> **AIM OF THE TASK**: In the article about Prince William becoming an air ambulance pilot, at which airports will he be based?

> **READING TEXT**:
Prince William To Become Helicopter Pilot, Will Donate Salary To Charity

Prince William will not take on more royal duties after all, instead he is committing to becoming a helicopter pilot. Moreover, in what has become commonplace, Wills will donate the entirety of his salary to charity.

On Thursday, Kensington Palace announced the Duke of Cambridge will be joining the East Anglian Air Ambulance (EAAA) charity in the Spring of 2015:

“After completing a mandatory period of training this autumn and winter, The Duke will start work with the Air Ambulance, based at Cambridge and Norwich Airports and flying both day and night shifts, in spring 2015. The Duke will start as a co-pilot but, after a period of training, will be qualified to fly as a helicopter commander.”

“This job will be the Duke’s primary occupation, but his roster will take into account the duties and responsibilities he will continue to undertake on behalf of The Queen, both in the United Kingdom and overseas. The Duke will also continue his work with his patronages and with the Royal Foundation of The Duke and Duchess of Cambridge and Prince Harry.”

According to the press release, Prince William is believed to be the first Member of the Royal Family in direct succession to the throne to sign an employment contract with a civilian employer (Bond Air Services). William will start as a co-pilot, however, after additional training he will be qualified to become a commander.

Prince William began training to become a military pilot in January 2009 and was based at the Royal Air Force (RAF) Valley between January of 2010 and September of 2013, where he was known as Flight Lieutenant Wales. The Duke was a fully operational Search and Rescue pilot on the Sea King helicopter. He qualified as a helicopter Captain in June 2012.

When Prince William ended his time at the RAF Valley, it marked more than seven-and-a-half years of full-time military service to his country. During that time the future king of England undertook more than 150 search and rescue operations and completed over 1,300 flying hours.

Kensington Palace’s statement indicates Prince William’s helicopter training will begin in September 2015 and last for a minimum of five months. Additionally, William must pass 14-exams and other flight tests. He will continue to undertake royal duties, as second in line to the throne and representative of his grandmother, Queen Elizabeth II.

The head of the EAAA, Alastair Wilson commented that Prince William is a good fit for the role of helicopter pilot and discussed more of what the Duke can expect to see at his post:

“Compared to his role as a search and rescue pilot, he may be dealing with more injury patients than he is used to, but I’m sure he will adapt very well to that.”

It is unclear whether Prince William’s wife, Kate, and son, George, will accompany him while he attends training to become a helicopter pilot.

> **SUPPLIED MATERIAL**:
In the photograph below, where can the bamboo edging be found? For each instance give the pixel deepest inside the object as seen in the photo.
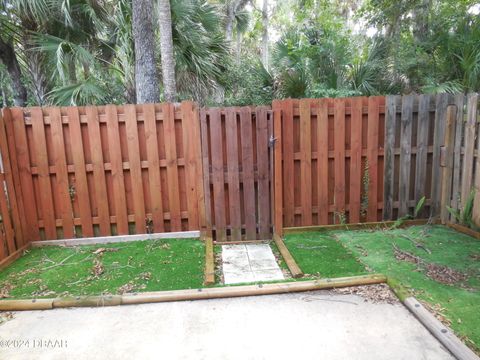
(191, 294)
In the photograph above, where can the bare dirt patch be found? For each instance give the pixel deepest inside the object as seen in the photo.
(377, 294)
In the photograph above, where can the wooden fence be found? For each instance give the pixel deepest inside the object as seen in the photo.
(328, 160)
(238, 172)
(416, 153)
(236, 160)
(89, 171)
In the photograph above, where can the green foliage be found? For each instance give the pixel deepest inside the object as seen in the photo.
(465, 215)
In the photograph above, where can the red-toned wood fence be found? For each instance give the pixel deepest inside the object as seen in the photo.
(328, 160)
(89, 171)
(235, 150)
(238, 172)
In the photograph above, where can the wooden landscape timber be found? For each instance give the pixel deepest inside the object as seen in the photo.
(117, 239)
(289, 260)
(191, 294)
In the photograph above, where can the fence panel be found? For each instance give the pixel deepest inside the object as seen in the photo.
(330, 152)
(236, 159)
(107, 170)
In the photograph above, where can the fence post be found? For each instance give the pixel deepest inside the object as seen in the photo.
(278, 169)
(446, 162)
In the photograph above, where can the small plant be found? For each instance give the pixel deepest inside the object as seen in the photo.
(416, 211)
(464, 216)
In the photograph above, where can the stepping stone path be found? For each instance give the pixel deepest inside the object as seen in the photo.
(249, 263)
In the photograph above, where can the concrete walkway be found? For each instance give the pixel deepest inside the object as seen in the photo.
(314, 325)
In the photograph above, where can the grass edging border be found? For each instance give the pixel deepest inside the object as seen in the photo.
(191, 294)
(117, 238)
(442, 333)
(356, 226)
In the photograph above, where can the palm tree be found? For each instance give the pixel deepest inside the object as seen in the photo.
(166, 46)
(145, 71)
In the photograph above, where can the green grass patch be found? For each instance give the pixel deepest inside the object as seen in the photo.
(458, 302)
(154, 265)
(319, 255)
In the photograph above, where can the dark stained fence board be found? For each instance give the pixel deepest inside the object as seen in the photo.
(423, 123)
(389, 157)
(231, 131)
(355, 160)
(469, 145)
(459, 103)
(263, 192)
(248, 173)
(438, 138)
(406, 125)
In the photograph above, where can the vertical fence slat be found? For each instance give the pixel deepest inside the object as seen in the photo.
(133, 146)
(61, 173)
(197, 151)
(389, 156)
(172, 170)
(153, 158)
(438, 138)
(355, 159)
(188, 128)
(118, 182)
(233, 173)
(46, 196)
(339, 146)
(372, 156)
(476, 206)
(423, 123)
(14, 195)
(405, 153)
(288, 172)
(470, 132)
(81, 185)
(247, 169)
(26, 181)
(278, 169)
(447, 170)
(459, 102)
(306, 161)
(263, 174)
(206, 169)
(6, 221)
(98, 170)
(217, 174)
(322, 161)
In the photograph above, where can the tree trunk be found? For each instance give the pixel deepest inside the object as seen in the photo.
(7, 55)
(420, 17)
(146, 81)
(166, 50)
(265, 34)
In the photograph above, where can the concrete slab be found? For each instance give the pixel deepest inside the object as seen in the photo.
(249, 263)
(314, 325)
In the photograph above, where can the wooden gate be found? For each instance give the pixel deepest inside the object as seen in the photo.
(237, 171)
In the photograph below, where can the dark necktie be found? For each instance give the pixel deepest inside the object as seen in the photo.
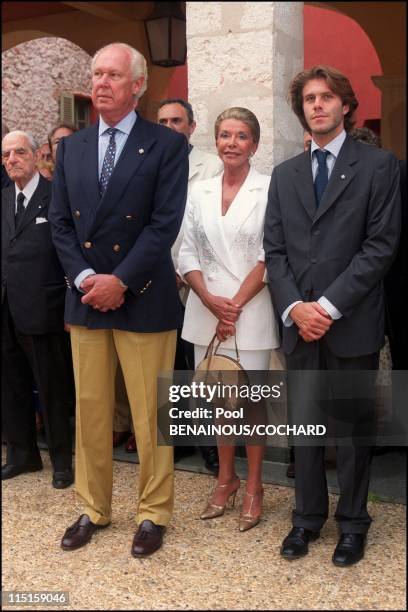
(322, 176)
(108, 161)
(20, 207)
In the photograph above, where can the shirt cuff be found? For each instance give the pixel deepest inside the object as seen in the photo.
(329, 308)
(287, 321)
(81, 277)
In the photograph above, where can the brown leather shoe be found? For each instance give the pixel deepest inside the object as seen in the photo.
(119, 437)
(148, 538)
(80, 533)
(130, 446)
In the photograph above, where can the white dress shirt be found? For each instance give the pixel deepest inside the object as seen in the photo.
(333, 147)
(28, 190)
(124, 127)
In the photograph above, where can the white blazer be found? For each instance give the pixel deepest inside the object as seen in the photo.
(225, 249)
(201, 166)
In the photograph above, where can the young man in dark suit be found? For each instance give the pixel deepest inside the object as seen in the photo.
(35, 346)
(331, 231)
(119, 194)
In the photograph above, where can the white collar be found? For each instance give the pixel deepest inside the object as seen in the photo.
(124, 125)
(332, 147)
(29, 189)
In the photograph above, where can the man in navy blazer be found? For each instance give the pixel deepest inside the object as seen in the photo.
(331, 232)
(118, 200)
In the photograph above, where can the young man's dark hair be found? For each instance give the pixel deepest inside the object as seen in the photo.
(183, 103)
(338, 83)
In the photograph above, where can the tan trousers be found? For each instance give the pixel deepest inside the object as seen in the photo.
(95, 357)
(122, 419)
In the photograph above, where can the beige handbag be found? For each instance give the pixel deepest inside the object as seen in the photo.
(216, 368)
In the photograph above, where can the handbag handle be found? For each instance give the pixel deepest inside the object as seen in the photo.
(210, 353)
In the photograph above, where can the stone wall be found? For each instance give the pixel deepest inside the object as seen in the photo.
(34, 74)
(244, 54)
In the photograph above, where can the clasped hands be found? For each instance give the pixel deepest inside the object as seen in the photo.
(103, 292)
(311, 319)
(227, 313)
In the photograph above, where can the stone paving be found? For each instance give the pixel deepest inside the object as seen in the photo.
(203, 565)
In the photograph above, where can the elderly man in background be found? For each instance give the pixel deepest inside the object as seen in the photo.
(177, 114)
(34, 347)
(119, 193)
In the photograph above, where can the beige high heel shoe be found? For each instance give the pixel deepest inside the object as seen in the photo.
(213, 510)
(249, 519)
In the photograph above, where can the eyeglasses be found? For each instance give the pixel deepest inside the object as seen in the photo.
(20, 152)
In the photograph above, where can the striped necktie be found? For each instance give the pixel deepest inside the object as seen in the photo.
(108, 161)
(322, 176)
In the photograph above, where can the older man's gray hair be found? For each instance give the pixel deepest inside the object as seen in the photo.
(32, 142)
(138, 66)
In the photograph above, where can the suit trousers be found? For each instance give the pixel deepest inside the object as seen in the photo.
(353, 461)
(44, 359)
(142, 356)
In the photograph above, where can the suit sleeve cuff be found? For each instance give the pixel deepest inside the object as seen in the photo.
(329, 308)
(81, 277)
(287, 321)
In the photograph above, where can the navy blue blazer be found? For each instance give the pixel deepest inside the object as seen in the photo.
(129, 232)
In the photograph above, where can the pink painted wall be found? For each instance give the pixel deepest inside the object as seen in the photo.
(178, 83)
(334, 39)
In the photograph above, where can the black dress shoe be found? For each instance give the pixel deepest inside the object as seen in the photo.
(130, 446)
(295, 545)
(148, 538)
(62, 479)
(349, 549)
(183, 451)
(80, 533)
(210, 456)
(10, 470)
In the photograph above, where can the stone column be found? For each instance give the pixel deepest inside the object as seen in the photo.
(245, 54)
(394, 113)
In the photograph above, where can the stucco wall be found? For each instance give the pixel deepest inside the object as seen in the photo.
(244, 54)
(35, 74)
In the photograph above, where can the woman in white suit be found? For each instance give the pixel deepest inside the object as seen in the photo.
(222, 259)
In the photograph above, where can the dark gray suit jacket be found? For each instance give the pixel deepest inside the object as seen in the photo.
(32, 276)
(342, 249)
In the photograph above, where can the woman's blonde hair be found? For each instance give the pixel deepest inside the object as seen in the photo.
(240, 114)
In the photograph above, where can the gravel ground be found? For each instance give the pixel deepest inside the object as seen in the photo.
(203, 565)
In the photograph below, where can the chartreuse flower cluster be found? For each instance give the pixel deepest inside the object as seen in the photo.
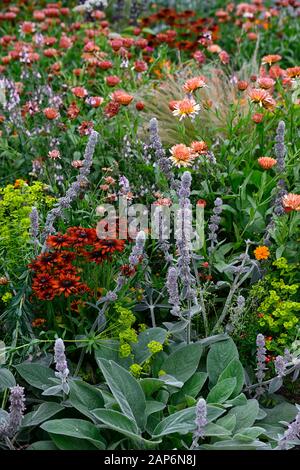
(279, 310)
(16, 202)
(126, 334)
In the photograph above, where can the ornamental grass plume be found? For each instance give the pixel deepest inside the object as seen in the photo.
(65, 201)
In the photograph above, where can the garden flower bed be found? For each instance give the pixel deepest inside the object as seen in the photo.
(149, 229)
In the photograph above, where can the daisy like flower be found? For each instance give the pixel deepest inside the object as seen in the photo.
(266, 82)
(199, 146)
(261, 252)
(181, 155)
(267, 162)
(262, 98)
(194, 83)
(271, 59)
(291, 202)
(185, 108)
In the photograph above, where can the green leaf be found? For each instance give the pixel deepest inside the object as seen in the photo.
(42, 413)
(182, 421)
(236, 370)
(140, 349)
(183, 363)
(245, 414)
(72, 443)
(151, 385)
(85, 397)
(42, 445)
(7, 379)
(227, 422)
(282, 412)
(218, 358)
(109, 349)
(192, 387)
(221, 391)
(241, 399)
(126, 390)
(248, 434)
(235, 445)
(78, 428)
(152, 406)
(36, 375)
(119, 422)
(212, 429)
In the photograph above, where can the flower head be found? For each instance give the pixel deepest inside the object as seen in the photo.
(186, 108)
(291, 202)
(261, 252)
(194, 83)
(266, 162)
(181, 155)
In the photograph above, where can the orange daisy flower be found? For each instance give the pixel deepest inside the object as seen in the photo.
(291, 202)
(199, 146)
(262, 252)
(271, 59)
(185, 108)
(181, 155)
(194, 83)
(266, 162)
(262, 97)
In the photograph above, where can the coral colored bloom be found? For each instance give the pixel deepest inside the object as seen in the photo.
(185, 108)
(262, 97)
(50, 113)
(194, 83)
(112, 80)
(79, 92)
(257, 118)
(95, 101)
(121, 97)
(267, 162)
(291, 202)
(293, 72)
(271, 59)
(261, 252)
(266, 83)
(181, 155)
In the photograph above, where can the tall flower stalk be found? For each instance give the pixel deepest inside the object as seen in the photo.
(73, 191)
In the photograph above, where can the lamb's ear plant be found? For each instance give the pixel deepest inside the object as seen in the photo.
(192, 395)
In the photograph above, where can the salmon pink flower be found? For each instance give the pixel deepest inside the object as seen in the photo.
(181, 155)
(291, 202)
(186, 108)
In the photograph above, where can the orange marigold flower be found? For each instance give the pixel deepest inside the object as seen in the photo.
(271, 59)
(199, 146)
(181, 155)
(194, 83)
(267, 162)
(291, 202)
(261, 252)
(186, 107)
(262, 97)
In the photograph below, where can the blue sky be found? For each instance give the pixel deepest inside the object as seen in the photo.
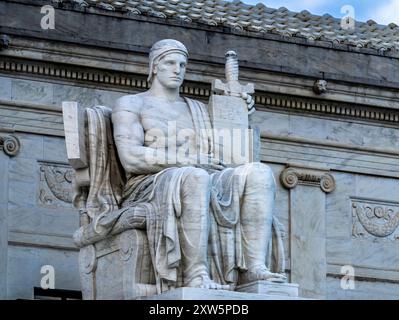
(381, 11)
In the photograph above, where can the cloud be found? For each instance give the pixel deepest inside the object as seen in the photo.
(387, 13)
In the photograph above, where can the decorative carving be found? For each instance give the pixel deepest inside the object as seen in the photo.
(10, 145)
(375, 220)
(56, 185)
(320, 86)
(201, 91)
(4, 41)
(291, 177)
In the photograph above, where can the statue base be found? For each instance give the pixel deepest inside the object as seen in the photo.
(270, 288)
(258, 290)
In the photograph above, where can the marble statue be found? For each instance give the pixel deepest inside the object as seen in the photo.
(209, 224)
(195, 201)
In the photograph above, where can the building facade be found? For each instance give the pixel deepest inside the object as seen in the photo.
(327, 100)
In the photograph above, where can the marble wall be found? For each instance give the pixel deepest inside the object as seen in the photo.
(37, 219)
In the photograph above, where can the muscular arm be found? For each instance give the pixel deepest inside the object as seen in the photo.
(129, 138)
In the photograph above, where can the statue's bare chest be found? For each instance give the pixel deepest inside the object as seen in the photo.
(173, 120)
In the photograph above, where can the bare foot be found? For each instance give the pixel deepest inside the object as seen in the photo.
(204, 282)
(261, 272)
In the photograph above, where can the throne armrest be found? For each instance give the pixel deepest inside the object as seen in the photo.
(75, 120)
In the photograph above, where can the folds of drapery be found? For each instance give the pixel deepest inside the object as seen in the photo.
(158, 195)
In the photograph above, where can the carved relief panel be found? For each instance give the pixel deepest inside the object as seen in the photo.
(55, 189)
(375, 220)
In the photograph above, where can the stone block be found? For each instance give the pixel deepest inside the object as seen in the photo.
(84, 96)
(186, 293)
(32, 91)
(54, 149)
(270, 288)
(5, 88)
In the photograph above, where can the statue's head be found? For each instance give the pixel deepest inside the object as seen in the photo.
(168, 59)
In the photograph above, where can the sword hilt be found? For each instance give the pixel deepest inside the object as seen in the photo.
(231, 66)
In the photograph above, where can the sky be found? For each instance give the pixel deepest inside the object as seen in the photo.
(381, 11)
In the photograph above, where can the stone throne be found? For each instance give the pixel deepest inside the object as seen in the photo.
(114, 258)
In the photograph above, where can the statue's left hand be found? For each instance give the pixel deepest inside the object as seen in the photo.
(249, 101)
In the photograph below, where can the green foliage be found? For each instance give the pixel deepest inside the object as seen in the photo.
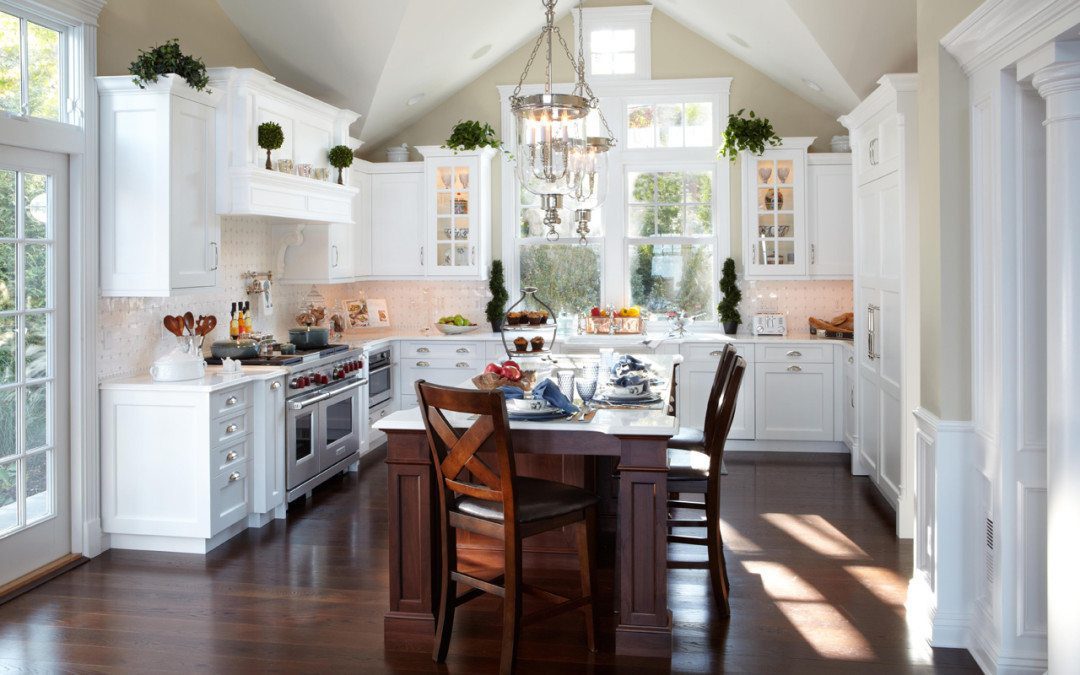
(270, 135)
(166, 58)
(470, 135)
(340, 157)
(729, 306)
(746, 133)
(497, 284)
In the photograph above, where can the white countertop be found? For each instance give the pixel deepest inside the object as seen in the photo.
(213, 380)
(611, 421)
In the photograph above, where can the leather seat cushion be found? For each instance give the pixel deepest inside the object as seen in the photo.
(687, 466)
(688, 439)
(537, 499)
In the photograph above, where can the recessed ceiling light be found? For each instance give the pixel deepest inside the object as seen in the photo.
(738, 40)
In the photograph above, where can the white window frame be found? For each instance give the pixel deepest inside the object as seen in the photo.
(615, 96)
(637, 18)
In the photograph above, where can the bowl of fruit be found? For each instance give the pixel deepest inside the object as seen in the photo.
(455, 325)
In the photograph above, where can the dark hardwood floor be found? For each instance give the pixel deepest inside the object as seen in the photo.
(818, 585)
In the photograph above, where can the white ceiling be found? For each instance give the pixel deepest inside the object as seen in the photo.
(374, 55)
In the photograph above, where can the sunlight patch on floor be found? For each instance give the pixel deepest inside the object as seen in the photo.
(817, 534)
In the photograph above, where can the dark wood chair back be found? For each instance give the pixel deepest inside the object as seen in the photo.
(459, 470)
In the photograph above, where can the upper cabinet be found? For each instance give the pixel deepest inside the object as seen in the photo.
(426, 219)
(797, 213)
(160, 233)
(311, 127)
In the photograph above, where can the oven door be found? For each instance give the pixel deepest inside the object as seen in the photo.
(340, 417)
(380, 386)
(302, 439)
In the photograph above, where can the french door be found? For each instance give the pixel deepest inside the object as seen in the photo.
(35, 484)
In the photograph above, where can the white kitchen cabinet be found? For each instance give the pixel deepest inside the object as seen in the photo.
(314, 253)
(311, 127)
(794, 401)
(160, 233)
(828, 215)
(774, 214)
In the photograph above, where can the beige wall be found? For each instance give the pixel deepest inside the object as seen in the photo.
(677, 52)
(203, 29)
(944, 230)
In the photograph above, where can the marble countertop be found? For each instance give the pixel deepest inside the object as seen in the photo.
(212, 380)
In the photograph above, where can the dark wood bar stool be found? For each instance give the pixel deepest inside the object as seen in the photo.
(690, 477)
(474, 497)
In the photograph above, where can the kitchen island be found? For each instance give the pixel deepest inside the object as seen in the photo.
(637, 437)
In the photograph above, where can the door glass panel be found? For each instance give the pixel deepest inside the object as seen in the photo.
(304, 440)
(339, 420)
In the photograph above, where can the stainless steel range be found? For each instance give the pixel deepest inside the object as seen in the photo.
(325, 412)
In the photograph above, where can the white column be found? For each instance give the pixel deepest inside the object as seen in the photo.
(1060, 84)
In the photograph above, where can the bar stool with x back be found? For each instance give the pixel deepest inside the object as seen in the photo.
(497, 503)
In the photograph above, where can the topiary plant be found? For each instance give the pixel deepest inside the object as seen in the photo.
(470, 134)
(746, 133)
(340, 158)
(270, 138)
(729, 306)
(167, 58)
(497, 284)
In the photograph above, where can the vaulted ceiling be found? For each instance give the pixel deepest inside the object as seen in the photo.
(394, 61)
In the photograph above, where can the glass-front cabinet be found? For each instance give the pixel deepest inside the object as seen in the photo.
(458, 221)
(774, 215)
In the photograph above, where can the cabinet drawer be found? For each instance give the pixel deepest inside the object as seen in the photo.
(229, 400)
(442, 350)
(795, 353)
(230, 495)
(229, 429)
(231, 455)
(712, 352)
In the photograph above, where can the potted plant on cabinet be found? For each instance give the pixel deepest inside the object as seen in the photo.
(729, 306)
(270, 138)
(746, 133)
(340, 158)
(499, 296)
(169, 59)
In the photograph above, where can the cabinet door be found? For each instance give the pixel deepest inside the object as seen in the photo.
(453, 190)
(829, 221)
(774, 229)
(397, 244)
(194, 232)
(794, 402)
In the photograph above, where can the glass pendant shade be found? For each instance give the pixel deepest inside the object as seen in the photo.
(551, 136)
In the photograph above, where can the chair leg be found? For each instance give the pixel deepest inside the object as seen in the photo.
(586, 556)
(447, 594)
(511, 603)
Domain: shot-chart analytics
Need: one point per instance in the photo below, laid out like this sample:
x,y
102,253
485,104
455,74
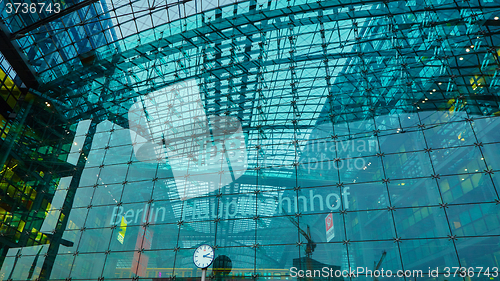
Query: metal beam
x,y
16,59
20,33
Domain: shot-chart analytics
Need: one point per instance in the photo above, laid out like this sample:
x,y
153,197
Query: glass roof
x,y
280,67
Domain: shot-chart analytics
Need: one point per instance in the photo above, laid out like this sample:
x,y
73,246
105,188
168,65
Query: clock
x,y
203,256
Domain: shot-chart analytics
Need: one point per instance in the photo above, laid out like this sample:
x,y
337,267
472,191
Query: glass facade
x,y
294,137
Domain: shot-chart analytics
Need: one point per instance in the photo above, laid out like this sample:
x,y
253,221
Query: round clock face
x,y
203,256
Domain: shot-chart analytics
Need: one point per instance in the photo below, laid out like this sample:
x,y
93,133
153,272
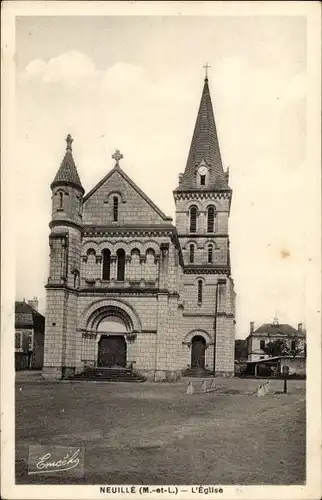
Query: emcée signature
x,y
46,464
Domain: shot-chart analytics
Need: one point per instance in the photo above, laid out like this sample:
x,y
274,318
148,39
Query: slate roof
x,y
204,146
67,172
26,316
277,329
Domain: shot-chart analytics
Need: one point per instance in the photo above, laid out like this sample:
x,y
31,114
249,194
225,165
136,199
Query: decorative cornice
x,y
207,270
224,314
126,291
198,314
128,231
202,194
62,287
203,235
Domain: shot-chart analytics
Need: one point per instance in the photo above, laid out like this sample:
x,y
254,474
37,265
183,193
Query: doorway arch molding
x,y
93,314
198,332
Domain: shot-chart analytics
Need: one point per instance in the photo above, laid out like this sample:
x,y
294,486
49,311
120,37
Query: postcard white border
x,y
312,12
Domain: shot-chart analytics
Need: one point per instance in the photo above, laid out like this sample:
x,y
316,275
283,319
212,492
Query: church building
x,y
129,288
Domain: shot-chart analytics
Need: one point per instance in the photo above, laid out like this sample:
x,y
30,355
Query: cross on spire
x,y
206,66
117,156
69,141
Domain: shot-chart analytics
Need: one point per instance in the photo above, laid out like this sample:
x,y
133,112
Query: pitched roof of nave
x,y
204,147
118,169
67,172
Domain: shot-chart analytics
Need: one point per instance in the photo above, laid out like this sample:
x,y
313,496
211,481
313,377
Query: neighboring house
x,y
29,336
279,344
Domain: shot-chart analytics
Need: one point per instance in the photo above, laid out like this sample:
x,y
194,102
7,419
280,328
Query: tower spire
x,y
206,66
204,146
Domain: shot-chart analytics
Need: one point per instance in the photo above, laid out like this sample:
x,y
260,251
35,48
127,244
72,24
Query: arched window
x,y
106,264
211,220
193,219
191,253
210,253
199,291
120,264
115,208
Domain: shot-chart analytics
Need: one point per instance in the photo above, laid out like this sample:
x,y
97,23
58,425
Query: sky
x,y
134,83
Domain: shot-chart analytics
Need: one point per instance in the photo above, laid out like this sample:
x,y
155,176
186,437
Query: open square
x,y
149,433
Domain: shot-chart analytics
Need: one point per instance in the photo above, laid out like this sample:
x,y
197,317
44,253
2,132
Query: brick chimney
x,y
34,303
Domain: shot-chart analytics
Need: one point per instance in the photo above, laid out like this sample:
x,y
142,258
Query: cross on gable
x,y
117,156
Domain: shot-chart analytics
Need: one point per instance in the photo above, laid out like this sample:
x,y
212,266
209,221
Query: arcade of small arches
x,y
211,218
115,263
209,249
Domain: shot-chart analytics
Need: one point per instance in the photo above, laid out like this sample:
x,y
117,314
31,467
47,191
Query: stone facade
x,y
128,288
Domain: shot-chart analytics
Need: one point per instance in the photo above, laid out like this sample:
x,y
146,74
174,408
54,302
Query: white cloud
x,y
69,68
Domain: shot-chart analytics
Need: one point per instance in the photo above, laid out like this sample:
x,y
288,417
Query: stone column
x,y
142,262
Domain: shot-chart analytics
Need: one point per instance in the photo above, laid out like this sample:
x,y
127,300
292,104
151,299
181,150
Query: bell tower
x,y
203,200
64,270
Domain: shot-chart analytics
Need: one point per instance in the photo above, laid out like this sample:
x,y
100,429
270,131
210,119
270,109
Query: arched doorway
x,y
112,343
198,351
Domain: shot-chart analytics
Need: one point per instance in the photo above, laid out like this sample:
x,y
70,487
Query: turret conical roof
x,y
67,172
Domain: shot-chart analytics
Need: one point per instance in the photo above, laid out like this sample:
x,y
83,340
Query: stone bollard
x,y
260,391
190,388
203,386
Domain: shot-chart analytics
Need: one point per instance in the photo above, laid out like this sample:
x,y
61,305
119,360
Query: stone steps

> **WRITTEN REPLY**: Cambridge and Norwich Airports